— Start of Quoted text —

Wednesday, June 24, 2009

jumping onto the blog carnival

Since everyone else is doing it, I thought I'd play too...


Here is one of the first posts that I wrote, a bit over a year ago. I haven't been blogging for too long, but I like this post because it still speaks to me. Also, it is appropriate, as July 4 will be my five year anniversary of living here in DC, which is crazy when I think about it. Like I said then, and have said again recently, I still wonder what I am doing here some days and wonder if I made the right decision. Of course I don't regret it- I've met some incredible people here, including my boyfriend who I like a lot (most days!).

At the same time though, it bothers me a bit, that even one year after this post, my thoughts appear to be no more clear today then they were that day. I still find myself questioning myself and second guessing some of the decisions I've made. My mother has no idea about my blog, but she knows about my uncertainty. She recently said to me "Lex, I really hope that one day, you'll find something that makes you happy."

That being said, I am not unhappy. Sure, everyone has their off days, but most days, I am happy and content with my life and th decisions I've made, but like anyone else, I think, I have days where I just wonder what the heck I am doing and how I got here. I wonder what life might be like if I had accepted that job that was offered to me in Portland, ME before I moved to DC and if I'd be there, living by the ocean with a guy who once had a large piece of my heart. He seems so long ago, and he was, but he had his place in my life and I am glad that I once knew him. What if I had moved to Boston, which was really the original plan? My sister is now in Boston. Maybe we'd be even closer then we are now. Despite the physical difference between us, we are as close as can be, though of course, there are a few secrets that I don't share with her, that I don't share with anyone at all, not even Steve, my mother or my best friend. Like Rose said in Titanic, "a woman's heart is a deep ocean of secrets," and some of those secrets are not meant to be shared.

— End of Quoted text —

Given instruction.
Extend the blog post about nearly five years of living in DC, starting right after its last sentence.

— Start of Extracted data —

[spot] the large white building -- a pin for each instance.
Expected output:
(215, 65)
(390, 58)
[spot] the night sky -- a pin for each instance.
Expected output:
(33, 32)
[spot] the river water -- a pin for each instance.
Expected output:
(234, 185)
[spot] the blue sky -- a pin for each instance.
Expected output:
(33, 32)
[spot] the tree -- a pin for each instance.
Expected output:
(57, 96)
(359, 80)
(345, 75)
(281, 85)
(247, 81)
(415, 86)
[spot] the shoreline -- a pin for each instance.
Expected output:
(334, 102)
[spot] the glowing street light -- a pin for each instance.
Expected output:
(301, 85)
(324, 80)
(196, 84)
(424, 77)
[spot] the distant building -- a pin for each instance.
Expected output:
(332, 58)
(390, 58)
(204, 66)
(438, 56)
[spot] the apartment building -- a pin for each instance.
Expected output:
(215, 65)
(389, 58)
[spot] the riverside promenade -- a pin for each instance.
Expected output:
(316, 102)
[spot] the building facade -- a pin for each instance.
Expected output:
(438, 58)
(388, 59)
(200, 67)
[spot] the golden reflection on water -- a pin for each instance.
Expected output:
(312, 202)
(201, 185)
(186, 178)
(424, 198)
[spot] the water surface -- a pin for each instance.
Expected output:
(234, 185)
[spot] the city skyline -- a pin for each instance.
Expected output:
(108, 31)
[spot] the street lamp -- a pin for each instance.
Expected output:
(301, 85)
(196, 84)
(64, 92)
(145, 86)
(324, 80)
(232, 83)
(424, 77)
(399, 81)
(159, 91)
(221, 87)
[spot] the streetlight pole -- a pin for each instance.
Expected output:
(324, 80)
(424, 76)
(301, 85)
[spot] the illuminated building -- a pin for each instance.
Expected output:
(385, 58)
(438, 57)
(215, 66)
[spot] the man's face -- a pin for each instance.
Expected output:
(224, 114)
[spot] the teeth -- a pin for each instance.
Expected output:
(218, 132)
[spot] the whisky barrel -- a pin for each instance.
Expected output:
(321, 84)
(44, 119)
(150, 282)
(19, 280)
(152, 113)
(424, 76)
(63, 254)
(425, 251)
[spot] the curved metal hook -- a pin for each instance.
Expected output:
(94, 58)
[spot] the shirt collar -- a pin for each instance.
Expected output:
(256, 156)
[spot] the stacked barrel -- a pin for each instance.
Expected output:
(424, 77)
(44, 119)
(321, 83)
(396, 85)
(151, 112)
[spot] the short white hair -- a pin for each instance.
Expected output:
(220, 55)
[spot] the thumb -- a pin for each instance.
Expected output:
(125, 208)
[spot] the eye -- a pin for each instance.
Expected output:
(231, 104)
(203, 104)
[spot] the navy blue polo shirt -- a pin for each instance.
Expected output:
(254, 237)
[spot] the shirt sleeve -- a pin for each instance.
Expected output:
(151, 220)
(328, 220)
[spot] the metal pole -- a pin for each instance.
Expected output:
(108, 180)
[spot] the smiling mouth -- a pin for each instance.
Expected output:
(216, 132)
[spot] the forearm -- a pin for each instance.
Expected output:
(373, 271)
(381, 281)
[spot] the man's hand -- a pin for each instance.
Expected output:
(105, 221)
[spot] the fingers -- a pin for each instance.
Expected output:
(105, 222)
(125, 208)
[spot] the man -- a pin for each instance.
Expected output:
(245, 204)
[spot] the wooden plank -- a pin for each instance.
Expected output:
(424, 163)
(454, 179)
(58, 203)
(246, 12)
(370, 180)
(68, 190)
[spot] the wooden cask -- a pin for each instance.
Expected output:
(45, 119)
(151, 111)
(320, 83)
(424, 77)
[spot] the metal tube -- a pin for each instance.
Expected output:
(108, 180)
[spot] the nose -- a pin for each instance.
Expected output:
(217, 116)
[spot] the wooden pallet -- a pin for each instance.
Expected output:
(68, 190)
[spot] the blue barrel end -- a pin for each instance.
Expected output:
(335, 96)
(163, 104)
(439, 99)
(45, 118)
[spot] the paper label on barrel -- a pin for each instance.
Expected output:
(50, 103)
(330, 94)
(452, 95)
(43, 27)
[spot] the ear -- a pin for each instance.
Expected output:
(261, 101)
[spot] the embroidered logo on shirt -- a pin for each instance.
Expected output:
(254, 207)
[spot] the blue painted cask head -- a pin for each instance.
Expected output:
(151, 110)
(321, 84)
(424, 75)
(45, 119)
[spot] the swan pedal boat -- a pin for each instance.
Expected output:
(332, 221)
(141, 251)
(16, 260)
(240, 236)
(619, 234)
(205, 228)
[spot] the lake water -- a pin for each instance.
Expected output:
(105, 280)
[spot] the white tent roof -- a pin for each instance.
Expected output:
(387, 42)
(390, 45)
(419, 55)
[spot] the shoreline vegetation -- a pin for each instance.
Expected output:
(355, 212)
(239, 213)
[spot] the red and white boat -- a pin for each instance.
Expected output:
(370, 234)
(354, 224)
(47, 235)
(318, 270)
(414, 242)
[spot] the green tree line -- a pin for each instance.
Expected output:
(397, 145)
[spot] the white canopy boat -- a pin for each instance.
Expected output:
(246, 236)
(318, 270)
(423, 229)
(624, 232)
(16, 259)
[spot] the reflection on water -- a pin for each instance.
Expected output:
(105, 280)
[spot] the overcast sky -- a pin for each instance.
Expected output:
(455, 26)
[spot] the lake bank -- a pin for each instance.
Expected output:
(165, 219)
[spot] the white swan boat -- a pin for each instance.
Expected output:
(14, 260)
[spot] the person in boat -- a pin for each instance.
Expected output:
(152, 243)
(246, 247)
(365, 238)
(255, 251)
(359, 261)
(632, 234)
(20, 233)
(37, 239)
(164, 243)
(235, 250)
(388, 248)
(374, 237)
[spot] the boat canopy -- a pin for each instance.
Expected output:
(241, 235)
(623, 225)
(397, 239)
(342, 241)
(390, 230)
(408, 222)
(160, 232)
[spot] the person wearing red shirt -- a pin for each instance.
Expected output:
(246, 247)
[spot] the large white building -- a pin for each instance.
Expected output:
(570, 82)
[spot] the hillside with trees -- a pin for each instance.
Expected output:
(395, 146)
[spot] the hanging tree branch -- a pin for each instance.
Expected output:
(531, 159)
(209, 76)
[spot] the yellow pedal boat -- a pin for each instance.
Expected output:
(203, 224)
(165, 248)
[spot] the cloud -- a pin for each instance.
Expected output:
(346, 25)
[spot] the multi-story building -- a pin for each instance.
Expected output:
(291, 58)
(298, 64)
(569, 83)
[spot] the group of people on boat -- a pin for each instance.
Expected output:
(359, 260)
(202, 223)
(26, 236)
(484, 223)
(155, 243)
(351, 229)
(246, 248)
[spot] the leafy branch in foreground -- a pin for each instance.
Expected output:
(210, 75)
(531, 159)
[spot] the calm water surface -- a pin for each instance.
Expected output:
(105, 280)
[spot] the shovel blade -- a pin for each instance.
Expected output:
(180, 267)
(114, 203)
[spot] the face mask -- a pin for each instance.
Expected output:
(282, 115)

— End of Extracted data —

Result for this task.
WEDNESDAY, MAY 7, 2008

I had a meeting with my advisor this afternoon, so I left work a little early. On the way back, I decided to get off at Eastern Market and walk, rather then switch at Metro to go to Union Station like usual. On a whim, I got off at Capitol South instead. It's been a long time since I was at Cap South. As I came up the escalator and Cannon HOB came into view, I began to think about the year I spent working in the Rayburn building. It was my first "real" job, after I finished my Masters. Moving to DC and working on the Hill wasn't really my idea, it wasn't something I wanted, per se. What I mean, is that it wasn't something I really considered initially. When I began looking for jobs, most of my resumes went to NYC and Boston, and a few here and there would come down to DC. I heard about the position with the Congressman through a former supervisor at a past summer internship, and she told me to apply. So I did. I didn't hear anything for a while...then they asked me to interview...then a second interview...and then, several weeks later, after I had accepted a position as the Deputy Campaign Manager for an election in Canada, they offered me the job. I told them about Canada, they said they'd wait for me, that I could come down to DC when the election was over. So that's what I did.

It all seems so surreal now, when I think about it. It feels like it was so long ago, yet it wasn't. July 4 is Independence Day, but it is also the day I moved to DC and began my life here, almost four years ago. While it may not have been the job of my dreams, I enjoyed it (most days!) and learned a lot. When I left the Hill a year later, I thought I knew what I wanted to do. Three years and three jobs later, I'm still not so sure.....

3 comments:

rachaelgking said...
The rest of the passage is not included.